> SHORT TASK: Return, unchanged, the lines of the records below from the line containing "Where can the person walking" through the line containing "point(234, 263)", both included, and nothing else.

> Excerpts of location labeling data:
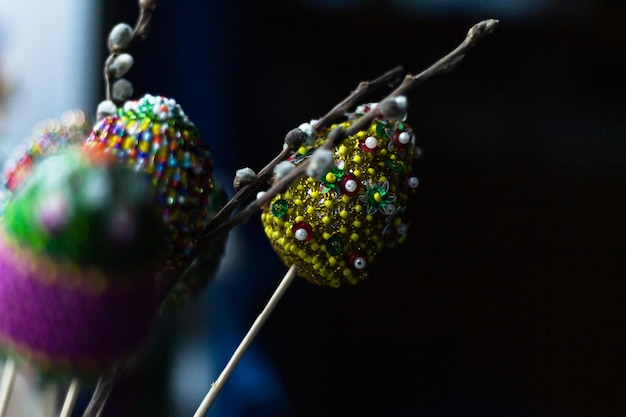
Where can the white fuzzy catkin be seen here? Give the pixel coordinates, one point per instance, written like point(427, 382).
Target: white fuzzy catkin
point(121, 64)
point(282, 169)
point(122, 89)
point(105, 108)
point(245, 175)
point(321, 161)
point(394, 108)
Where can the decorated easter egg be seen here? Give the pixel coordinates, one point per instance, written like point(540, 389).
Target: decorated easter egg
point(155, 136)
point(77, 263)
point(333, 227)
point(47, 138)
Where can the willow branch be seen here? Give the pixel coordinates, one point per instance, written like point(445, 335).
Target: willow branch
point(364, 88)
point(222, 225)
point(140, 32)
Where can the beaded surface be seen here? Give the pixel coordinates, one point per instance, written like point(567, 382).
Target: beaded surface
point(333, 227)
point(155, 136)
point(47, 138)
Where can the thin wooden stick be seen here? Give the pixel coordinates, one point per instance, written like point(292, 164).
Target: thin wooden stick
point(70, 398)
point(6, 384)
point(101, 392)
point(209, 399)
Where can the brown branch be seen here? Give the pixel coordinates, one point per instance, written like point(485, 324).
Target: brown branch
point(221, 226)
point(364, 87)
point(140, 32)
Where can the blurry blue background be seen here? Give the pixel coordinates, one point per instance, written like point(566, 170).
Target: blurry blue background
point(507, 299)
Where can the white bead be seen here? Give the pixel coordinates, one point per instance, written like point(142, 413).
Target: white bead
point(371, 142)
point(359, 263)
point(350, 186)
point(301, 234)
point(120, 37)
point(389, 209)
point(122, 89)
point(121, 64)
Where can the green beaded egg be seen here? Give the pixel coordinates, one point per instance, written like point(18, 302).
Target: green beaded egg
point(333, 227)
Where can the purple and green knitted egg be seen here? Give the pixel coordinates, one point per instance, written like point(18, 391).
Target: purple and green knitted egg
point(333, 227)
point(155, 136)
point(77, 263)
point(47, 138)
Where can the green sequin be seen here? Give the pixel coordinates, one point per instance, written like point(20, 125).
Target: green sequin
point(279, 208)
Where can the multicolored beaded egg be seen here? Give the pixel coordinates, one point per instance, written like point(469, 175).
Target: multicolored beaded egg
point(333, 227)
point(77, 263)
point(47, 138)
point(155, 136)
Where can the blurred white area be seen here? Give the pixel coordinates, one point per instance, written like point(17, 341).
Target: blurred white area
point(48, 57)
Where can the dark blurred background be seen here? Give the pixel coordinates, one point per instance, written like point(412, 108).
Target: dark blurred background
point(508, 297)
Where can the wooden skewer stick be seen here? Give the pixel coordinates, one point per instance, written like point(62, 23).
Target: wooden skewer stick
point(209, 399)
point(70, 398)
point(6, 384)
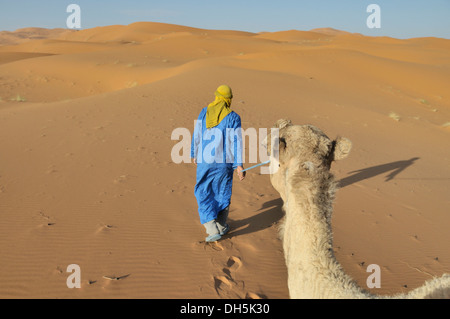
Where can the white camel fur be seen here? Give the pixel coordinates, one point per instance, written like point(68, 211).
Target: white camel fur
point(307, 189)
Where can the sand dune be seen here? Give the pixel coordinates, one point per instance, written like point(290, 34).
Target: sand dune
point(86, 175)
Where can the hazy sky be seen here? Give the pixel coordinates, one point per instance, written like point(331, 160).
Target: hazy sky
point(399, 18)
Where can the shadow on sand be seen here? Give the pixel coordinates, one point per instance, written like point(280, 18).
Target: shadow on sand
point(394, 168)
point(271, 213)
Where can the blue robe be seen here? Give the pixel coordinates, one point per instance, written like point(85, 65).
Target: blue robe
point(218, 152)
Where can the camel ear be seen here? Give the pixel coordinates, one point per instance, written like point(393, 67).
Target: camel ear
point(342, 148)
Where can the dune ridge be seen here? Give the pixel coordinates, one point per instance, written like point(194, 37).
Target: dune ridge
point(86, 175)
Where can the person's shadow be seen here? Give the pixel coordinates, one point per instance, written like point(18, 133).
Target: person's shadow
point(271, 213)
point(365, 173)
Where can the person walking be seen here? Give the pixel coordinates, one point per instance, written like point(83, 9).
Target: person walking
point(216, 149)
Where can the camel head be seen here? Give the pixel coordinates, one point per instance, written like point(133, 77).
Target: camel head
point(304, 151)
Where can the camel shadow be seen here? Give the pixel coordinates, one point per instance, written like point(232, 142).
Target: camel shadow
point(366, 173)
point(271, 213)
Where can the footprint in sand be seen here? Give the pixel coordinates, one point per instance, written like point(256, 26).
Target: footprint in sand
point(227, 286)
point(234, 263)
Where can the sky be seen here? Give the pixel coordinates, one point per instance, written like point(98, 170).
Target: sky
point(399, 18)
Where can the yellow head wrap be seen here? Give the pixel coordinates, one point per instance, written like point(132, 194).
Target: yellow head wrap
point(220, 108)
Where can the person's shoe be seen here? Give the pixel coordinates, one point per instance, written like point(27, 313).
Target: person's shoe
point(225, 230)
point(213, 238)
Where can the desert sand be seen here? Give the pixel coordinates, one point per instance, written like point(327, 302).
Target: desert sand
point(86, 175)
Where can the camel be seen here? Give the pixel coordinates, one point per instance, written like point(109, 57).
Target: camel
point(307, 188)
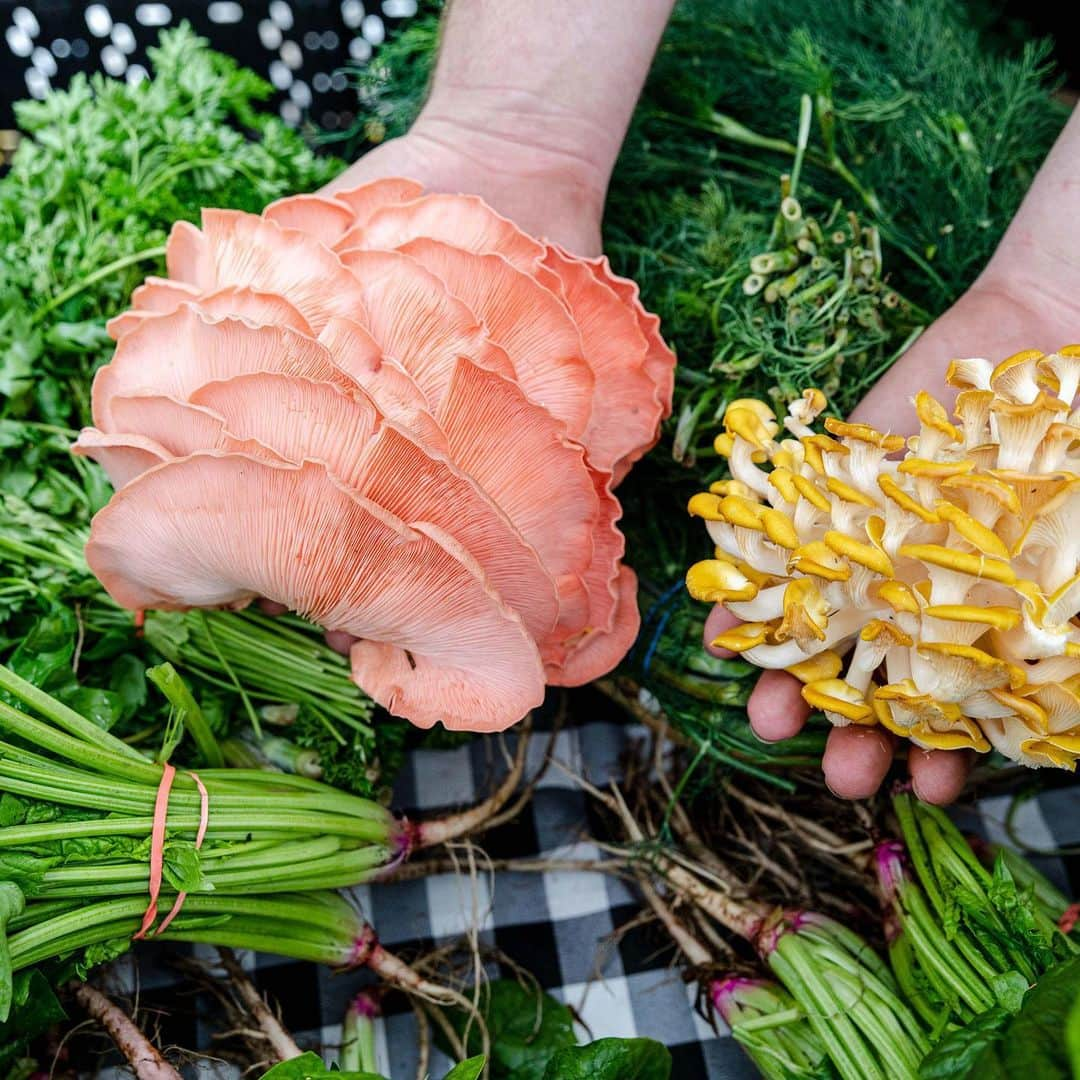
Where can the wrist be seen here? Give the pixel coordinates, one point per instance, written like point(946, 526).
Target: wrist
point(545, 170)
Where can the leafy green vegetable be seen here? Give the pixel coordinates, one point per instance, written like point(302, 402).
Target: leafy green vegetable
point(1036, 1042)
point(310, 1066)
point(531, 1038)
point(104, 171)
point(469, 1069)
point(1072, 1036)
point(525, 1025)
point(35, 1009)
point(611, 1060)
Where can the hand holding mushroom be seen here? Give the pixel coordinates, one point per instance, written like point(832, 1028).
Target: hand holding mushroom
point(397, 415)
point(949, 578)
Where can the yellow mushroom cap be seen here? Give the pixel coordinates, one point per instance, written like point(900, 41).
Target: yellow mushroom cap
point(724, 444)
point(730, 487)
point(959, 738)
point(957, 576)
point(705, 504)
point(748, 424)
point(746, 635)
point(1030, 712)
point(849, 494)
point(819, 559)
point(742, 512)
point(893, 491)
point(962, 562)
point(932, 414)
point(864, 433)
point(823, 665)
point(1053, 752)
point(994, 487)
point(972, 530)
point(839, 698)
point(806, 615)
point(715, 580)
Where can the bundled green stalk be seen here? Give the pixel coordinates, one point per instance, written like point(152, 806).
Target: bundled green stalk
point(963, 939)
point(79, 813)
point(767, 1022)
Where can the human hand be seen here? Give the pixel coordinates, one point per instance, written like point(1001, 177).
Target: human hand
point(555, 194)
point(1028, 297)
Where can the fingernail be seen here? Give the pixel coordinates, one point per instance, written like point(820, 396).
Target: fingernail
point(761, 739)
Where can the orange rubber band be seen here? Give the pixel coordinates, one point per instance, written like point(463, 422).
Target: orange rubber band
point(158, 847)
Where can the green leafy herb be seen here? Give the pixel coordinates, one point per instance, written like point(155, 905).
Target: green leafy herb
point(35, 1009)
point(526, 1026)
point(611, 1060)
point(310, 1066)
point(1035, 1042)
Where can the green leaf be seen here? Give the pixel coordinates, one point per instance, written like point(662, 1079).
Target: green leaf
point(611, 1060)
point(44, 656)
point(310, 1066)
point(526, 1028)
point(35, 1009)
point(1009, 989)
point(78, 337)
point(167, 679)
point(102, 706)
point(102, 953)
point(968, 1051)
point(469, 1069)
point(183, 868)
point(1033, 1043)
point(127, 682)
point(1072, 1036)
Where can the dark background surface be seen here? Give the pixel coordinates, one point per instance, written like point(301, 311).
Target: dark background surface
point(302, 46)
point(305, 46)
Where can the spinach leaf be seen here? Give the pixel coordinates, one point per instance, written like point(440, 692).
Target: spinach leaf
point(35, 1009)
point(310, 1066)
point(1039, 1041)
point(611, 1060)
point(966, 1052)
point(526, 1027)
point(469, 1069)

> REPLY:
Where can the person walking be seen here? Give the pixel coordinates, one point per instance, written like point(83, 9).
Target: person walking
point(216, 149)
Where can the camel head be seen here? Give the pixel coordinates, one point per instance, written like point(133, 77).
Target: camel head
point(304, 151)
Where can the camel shadow be seen here? Give the pixel coordinates, one point per instance, written like point(232, 142).
Target: camel shadow
point(366, 173)
point(271, 213)
Where can the footprint in sand be seen here? Give the pixel coordinates, one point per instance, written like point(256, 26).
Target: footprint in sand
point(227, 286)
point(234, 263)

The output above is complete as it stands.